**WRITTEN REQUEST:** Reproduce every one of the records below line for line, leaving out the pictures.

————

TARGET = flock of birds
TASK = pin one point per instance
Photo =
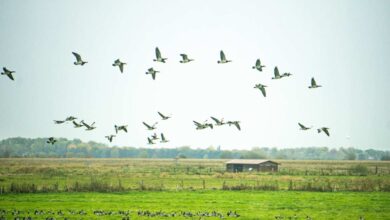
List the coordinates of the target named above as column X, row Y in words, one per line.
column 125, row 214
column 151, row 71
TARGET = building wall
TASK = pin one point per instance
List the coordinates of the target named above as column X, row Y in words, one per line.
column 263, row 167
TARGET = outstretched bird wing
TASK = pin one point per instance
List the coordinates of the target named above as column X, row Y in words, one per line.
column 78, row 57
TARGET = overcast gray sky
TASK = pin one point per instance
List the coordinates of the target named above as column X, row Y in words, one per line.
column 344, row 44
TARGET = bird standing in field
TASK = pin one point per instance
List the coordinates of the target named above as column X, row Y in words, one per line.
column 313, row 84
column 120, row 64
column 185, row 58
column 223, row 58
column 51, row 140
column 258, row 65
column 159, row 57
column 324, row 129
column 304, row 128
column 152, row 72
column 261, row 88
column 79, row 61
column 8, row 73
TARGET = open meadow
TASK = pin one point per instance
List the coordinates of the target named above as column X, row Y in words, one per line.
column 192, row 189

————

**WRITTEN REPLY:**
TARGET = flock of birds
TASK = pin one point per instance
Photo =
List the coordinates of the target named above as column X, row Y in words, one per line.
column 125, row 214
column 151, row 71
TARGET = building wall
TASK = pin one point per instance
List the coordinates of the target named above as column X, row Y in words, one per line.
column 263, row 167
TARGET = outstretched bird wing
TASK = pin one point per instance
List the coordinates of the target named above as column X, row Y in words, one per line.
column 78, row 57
TARGET = overcast gray sky
TASK = pin one point per instance
List the coordinates of the target named above as column X, row Y in words, one per line.
column 344, row 44
TARGET = bird standing in field
TASK = pin one point per instance
List the coordinates of the target named above as column X, row Y in words, one per line.
column 313, row 84
column 120, row 64
column 185, row 58
column 223, row 58
column 51, row 140
column 258, row 65
column 159, row 57
column 324, row 129
column 304, row 128
column 152, row 72
column 261, row 88
column 79, row 61
column 8, row 73
TARGET = open meadow
TASK = pin one point per instance
List the coordinates of the target named above as column X, row Y in words, one per line.
column 192, row 189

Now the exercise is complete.